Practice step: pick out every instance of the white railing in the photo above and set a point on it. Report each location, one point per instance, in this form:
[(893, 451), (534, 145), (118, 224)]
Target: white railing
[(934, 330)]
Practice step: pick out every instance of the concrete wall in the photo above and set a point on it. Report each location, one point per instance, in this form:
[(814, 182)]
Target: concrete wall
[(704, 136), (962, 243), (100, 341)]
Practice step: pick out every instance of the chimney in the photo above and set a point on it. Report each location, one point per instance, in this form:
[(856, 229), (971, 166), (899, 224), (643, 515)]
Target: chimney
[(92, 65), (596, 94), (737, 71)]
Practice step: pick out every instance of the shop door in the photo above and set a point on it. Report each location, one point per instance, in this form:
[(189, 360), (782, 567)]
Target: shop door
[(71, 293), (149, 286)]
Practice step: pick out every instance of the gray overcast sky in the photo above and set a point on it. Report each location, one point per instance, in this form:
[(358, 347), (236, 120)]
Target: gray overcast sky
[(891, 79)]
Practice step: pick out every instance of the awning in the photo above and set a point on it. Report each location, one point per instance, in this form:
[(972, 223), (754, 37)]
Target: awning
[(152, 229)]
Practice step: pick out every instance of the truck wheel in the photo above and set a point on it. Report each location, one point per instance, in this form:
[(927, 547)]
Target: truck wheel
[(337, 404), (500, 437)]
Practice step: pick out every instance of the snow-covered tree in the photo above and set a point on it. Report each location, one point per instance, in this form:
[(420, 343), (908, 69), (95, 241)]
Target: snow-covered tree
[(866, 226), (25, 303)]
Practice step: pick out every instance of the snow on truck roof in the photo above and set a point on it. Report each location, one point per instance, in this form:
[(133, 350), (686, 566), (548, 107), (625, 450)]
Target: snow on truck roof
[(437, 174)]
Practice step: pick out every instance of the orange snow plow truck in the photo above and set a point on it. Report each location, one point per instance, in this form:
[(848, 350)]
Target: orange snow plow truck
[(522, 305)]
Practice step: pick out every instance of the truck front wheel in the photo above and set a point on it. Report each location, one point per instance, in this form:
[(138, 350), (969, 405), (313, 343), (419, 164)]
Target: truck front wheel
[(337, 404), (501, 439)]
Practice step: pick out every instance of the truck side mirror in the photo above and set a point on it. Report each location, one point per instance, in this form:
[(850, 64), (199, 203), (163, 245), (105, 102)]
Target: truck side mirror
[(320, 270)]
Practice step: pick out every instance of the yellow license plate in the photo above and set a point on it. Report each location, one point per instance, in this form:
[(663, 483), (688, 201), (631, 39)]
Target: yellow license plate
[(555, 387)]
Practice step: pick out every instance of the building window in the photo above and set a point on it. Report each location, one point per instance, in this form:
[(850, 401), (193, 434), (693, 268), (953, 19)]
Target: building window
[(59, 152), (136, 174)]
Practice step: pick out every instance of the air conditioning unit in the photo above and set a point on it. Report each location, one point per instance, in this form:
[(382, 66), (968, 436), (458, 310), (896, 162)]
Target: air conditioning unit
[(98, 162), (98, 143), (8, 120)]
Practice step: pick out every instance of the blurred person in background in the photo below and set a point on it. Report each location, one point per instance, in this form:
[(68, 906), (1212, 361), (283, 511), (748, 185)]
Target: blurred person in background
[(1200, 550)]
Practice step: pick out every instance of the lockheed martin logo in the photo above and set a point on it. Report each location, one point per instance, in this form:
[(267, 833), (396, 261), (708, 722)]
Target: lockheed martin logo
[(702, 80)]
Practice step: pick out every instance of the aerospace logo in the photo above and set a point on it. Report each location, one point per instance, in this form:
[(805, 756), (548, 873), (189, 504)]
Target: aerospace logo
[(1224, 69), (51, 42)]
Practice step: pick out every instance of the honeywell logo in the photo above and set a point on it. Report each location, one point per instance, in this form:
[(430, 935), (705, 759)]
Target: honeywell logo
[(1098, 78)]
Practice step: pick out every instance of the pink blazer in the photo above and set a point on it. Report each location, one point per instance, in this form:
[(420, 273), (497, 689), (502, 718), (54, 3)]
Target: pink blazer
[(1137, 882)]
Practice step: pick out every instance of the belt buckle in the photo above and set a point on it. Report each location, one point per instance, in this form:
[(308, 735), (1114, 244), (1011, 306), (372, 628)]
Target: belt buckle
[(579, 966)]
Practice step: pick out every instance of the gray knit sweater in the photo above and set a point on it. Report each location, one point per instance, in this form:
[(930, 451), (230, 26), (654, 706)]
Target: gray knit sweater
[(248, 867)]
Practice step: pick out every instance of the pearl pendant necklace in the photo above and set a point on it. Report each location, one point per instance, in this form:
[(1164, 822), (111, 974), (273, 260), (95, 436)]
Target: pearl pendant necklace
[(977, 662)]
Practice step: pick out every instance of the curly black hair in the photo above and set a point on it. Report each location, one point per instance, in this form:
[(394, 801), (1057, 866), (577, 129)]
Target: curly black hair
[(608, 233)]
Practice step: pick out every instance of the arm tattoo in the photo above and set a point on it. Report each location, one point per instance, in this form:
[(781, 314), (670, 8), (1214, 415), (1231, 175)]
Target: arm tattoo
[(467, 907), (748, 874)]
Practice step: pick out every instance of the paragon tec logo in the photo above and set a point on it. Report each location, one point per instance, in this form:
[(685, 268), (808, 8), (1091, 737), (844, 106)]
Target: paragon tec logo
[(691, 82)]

--------

Aim
Rewrite all of the records above, swapping "Practice step" for "Drill" wherever it occurs and leaving everything else as it is.

Result of this exercise
Drill: pick out every instance of the white railing in the photo above and set a point on it. Report each location, one point per instance, in this form:
[(893, 451), (534, 145), (118, 224)]
Target: white railing
[(934, 330)]
Drill: pick out every instance of the concrete wall in the photo above and set a point on it. Report each location, one point per instance, in this form:
[(814, 182)]
Target: concrete wall
[(704, 136), (962, 243), (100, 341)]
Drill: pick out every instance of the chimney in the photo above and set a point on it. Report each location, one point per instance, in this form:
[(856, 229), (971, 166), (899, 224), (643, 515)]
Target: chimney
[(92, 65), (596, 94), (737, 71)]
Drill: pick out every instance of the shop door in the photo above and set a point on it. Report each location, one point per instance, in this form:
[(189, 360), (782, 567)]
Target: shop door
[(71, 293), (149, 286)]
Drill: pick out every instance of the gray overcast sky in the photo above and set a point on it. Report each location, one point per instance, in this form:
[(358, 347), (236, 120)]
Target: gray overcast sky
[(891, 79)]
Drill: pick out every instance of the awning in the photo above and set a point on it. Report each location, one point per instance, in this form:
[(972, 223), (754, 37)]
Target: awning
[(152, 229)]
Drill: pick out every instance of the truck wheel in the photo above and set a point on it. Report each location, one point per instance, in this form:
[(927, 547)]
Target: truck wheel
[(337, 404), (500, 437)]
Drill: pick out every instance of the snow-covered tree in the photo above and set a point on it. Report each location, one point per instance, in this form:
[(420, 343), (908, 69), (95, 241)]
Target: snow-covered tree
[(866, 226), (25, 303)]
Drill: pick out every instance of the snow on truck roof in the photo above and set a point on it. Report each location, one point per instance, in this form:
[(133, 350), (686, 566), (548, 107), (625, 450)]
Target: snow on truck roof
[(437, 174)]
Drill: pick out every instance of the orange snow plow truck in the photo above and set a point on it. Report each location, one point per instance, in this form:
[(848, 350)]
Target: orange snow plow truck
[(522, 305)]
Drill: pick out every instance of the truck front wheel in the photo above and set a point on it. Report each location, one point per instance, in this form:
[(138, 350), (969, 405), (313, 343), (419, 164)]
Target: truck front wheel
[(337, 404), (501, 439)]
Drill: pick out every instance of the truck side mirror in the photo above and set a point on it. Report each location, one point per instance, in this form:
[(850, 64), (199, 203), (163, 245), (105, 102)]
Target: truck side mirror
[(320, 270)]
Drill: pick out every instance of the yellow license plate in the photo above and set a point on it. Report each location, one point per instance, in this form:
[(663, 483), (688, 201), (631, 39)]
Target: yellow license plate
[(555, 387)]
Drill: pick out every instance of the building window in the photo above and set a point on it. Report each location, one point per instance, in this form:
[(850, 401), (193, 434), (693, 268), (953, 19)]
Target: building window
[(59, 152), (136, 174)]
Drill: pick out every instance of the air conditioning unit in the photo above and set a point on it. Report each location, one point per instance, in this form:
[(382, 66), (968, 436), (458, 310), (896, 162)]
Target: air conditioning unit
[(98, 162), (98, 143), (8, 120)]
Drill: pick out every instance of the blurred person in background in the photo below and set a point on it. Report each location, one point per instance, in this form:
[(68, 906), (1212, 361), (283, 511), (748, 185)]
Target: blurred person in background
[(1200, 550)]
Drill: pick out every instance of the lockheed martin logo in the photo above and set a point on it. Report each location, one point per instance, in this form:
[(267, 833), (396, 261), (708, 722)]
Target: lockheed martin logo
[(702, 80)]
Drill: pick out every instance of the aerospace logo in the photo above and set a point on it. Report each location, one point per instance, in this form:
[(805, 756), (548, 873), (189, 504)]
Target: aerospace logo
[(1224, 69), (51, 42)]
Drill: pick out every instance of the honeywell logo in the photo above and set a point on it. Report each location, one point per instance, in this form:
[(430, 935), (705, 759)]
Target: honeywell logo
[(1098, 78)]
Drill: pick out every instance of the pink blazer in the photo above and set a point on it. Report each location, one point per instance, in this form:
[(420, 273), (497, 689), (502, 718), (54, 3)]
Target: pink blazer
[(1137, 882)]
Drill: pick out every instance of the belt buckle in the photo above and set a point on it. Report each location, one point per instance, in this form:
[(308, 735), (1114, 244), (1011, 306), (372, 628)]
Target: belt buckle
[(579, 966)]
Drill: pick out every instance of the gray knit sweater in the photo above and set a point on it. Report each location, one point per instance, in this form:
[(930, 451), (230, 26), (654, 706)]
Target: gray knit sweater
[(248, 867)]
Drill: pick out every instance of the pearl pendant necklace in the photo above and set a point on it. Report each location, one point per instance, in this form:
[(1164, 822), (111, 974), (273, 260), (95, 436)]
Target: pearl pendant necklace
[(977, 662)]
Drill: pick out every instance of the curly black hair in the photo above and set a point on it. Report each location, one point per instance, in this form:
[(394, 801), (1057, 866), (577, 129)]
Target: curly black hair
[(608, 233)]
Drill: pick out every instance of the arm tattoo in the photo above and set a point on it. Report each location, one point per instance, in this form:
[(781, 314), (670, 8), (1214, 415), (1231, 175)]
Target: arm tattoo
[(467, 907), (748, 874)]
Drill: pick out every instance of the paragon tec logo in the photo above and set a point on it. Report each location, one point per instance, in this form:
[(685, 268), (808, 8), (1091, 737), (844, 106)]
Target: paragon tec logo
[(691, 82)]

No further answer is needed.